▸ STATED PROBLEM
Resume the biography of actor Anders Baasmo, picking up right after its final sentence.

▸ TEXT EXTRACT
^^^^

Anders Baasmo (born 29 January 1976) is a Norwegian actor originally from Hamar.

Baasmo graduated from the Norwegian Acting Academy in 2000. He started his professional career at the Trøndelag Teater in Trondheim, Norway. He later joined the Det Norske Teatret in Oslo.

Baasmo earned his breakthrough in 2003 when he received the Amanda award for his performance in the Norwegian picture Buddy. He won the TV award Gullruten in 2007 for his portrait of Henrik Ibsen in the TV-series An Immortal Man (En udødelig mann) on NRK.

Baasmo starred in the Swedish 2008 film Arn – The Kingdom at Road's End. That same year he won Norway's most prestigious actor's award, the Heddaprisen, for his interpretation of Hamlet. He then became the first actor to collect an Amanda, a Gullruten and a Hedda award.

^^^^

▸ DATA EXTRACT
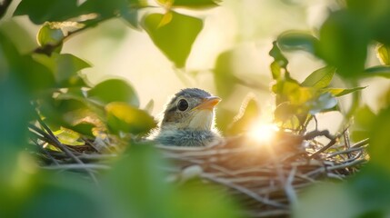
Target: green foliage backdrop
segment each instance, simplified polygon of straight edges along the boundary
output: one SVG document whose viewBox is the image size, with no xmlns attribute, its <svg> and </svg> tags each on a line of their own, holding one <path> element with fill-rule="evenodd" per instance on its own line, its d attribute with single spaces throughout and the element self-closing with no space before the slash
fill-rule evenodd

^^^^

▸ TASK RESULT
He received the Shooting Stars Award, the annual acting award for up-and-coming actors by European Film Promotion, at the Berlin International Film Festival 2010.

Baasmo voiced Hans in the Norwegian dub of the Disney animated film Frozen and played Herman Watzinger in the 2012 adaptation of Thor Heyerdahl's Kon-Tiki. He also starred in the hit sitcom Dag between 2010 and 2015.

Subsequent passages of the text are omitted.